The Philippines has been a treaty ally of the US since 1951 and hence Manila is expected to give unfettered support in the event of a US military confrontation with China. The unpredictable President Duterte has been critical of the US and unlikely to allow the US military to use the Philippines’ territory against China as provided for under the 1951 Treaty. Nor would he allow Philippines soldiers, in my view, to join the US to fight China under his watch. However, his six-year term will expire in May 2022, and he will be ineligible for re-election. Washington is hoping a more friendly person is elected president.

Whoever replaces Duterte as president, however, will find it hard not to continue with his foreign policy of avoiding military conflict with China in its archipelagic waters. On balance, Duterte’s overtures towards China receive a mixed review. China has not been very gracious in returning Duterte’s goodwill. Many Filipinos feel they have been shortchanged despite Duterte’s kowtow to set aside the decision of the international arbitration (2016) on China’s claims in the South China Sea.

Manila expected Beijing to be more forthcoming. On the contrary, Chinese fishermen continue to steal fish from the Scarborough Reefs. The presence of more than 200 fishing boats at Whitsun Reef in March this year – filled with cadres instead of fishermen – is alarming, business as usual.

# Records supplied
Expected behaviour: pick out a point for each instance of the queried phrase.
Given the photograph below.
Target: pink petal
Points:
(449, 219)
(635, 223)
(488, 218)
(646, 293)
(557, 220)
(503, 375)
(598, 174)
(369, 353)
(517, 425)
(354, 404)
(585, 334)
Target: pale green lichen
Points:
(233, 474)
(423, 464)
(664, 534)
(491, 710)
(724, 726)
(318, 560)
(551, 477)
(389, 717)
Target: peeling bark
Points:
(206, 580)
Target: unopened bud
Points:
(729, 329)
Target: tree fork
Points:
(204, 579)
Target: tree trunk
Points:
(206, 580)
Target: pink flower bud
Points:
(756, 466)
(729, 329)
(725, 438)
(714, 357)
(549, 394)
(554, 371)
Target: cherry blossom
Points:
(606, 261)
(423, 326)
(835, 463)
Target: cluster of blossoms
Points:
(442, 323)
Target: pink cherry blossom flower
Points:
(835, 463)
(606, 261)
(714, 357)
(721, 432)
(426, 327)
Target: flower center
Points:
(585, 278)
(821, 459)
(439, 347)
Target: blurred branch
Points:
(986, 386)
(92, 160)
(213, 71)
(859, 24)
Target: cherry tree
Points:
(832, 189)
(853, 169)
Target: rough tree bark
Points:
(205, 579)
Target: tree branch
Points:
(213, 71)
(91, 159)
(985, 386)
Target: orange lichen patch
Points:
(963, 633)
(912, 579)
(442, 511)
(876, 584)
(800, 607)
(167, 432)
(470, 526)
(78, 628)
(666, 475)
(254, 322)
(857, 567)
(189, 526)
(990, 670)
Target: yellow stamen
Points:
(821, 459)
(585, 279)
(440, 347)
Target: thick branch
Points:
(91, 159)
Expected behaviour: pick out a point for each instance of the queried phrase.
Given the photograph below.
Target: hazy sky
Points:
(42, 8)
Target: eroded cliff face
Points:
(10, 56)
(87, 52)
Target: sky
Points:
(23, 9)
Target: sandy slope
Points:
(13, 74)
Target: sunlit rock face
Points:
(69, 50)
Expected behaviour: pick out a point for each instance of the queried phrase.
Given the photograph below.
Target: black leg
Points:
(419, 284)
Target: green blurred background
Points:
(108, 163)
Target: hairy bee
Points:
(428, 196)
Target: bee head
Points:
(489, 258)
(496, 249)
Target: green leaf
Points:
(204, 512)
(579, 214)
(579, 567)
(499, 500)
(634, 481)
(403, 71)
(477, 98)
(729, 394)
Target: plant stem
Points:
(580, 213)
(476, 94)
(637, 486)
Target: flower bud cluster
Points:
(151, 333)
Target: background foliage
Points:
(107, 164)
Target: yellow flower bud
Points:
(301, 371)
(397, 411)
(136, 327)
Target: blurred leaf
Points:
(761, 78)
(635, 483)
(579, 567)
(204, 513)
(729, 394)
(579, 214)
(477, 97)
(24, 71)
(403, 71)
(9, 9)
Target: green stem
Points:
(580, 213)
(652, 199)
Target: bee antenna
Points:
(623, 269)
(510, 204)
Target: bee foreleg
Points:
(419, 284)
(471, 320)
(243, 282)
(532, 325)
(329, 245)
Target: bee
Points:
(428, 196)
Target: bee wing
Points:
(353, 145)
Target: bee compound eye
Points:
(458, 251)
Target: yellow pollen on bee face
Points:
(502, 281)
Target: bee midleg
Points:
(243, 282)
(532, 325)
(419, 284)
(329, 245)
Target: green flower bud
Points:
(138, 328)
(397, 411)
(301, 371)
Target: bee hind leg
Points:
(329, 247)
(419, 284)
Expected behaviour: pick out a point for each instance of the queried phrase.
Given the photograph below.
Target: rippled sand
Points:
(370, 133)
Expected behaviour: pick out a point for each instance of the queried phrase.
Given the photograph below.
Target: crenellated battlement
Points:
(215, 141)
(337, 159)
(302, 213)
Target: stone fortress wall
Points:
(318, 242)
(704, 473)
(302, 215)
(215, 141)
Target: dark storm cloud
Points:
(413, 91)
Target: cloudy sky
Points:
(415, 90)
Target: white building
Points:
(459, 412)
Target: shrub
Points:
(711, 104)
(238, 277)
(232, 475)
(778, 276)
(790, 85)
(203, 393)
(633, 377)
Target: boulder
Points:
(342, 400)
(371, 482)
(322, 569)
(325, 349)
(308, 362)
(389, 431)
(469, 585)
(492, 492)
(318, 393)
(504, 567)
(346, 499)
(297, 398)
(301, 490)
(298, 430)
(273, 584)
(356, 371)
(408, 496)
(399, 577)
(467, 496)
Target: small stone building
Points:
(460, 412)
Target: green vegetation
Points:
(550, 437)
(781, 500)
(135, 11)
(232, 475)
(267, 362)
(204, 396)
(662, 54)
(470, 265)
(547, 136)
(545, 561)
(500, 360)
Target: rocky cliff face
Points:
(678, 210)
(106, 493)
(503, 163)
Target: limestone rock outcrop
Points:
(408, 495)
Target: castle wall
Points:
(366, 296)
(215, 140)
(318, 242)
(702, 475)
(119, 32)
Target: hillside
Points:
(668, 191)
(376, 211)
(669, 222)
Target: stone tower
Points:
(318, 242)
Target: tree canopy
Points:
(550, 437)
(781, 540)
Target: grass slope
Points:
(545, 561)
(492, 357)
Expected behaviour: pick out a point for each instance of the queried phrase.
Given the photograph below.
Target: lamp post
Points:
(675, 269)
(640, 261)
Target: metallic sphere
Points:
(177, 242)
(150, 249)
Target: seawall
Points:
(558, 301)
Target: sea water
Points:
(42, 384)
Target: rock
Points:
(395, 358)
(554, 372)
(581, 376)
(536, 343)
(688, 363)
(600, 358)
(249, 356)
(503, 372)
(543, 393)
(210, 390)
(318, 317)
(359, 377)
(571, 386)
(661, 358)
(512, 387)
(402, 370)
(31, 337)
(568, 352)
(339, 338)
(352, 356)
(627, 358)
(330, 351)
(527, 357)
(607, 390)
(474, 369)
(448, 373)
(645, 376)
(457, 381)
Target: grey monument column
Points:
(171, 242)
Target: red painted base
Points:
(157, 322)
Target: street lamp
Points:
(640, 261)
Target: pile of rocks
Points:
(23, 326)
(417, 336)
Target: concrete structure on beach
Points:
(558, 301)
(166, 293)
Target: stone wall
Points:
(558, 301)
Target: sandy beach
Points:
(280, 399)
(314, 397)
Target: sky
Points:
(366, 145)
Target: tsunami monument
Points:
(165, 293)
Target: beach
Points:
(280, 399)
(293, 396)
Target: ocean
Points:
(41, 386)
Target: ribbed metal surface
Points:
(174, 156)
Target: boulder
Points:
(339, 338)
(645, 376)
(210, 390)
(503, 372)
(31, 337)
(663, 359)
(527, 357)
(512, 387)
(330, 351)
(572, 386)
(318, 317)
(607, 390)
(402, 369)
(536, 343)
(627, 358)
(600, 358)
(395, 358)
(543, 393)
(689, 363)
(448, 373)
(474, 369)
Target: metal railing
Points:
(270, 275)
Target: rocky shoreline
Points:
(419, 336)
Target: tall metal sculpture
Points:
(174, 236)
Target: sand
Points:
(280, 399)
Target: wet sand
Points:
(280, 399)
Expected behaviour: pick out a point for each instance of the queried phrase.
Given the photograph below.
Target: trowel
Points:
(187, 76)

# Exercise instructions
#1 Write out the passage on the Philippines and China starting at "Manila expected Beijing" and ending at "business as usual.".
#2 What comes next in the passage on the Philippines and China? Write the continuation from the point where it stops.

# Your written answers
#1
Manila expected Beijing to be more forthcoming. On the contrary, Chinese fishermen continue to steal fish from the Scarborough Reefs. The presence of more than 200 fishing boats at Whitsun Reef in March this year – filled with cadres instead of fishermen – is alarming, business as usual.

#2
Singapore is a key military partner of the US in the region. US forces need access to basing facilities and airfields on the island state to support military operations.

There is a presumption in Washington that the countries in Southeast Asia are supportive of the US anti-China policy. Austin’s choice of stopover suggests a US long-term policy of engaging with states in the region that Washington believes will carry the US can. After years of neglecting the region, in my view, no regime in Asean, not even Singapore, would be willing to get entangled in a US-led military confrontation with China. Although many have subscribed to the US-led economic groupings like the Pacific Economic Cooperation Community as well as the scuttled Transpacific Trade Partnership Agreement, no one in the region wants to go to war with Beijing.

Fighting a US war against China is not an option for an Asean that maintains strong cultural and economic ties with China, especially in trade. The US and other anti-China members of the Quad –the Quadrilateral Security Dialogue, for example – are transactional powers; moreover, they are not from the region. Unlike the QUADS members, no Asean member states consider China a threat to their security. Even the Asean states with territorial disputes in the South China Sea, Vietnam included, do not refer to China as an enemy state in their official publications.

This doesn’t mean the claimant states tolerate China’s hostile activities in the South China Sea. However, they prefer to deal through diplomatic means and where diplomacy failed, as in the case of the Philippines, they will resort to legal recourse like arbitration, for example.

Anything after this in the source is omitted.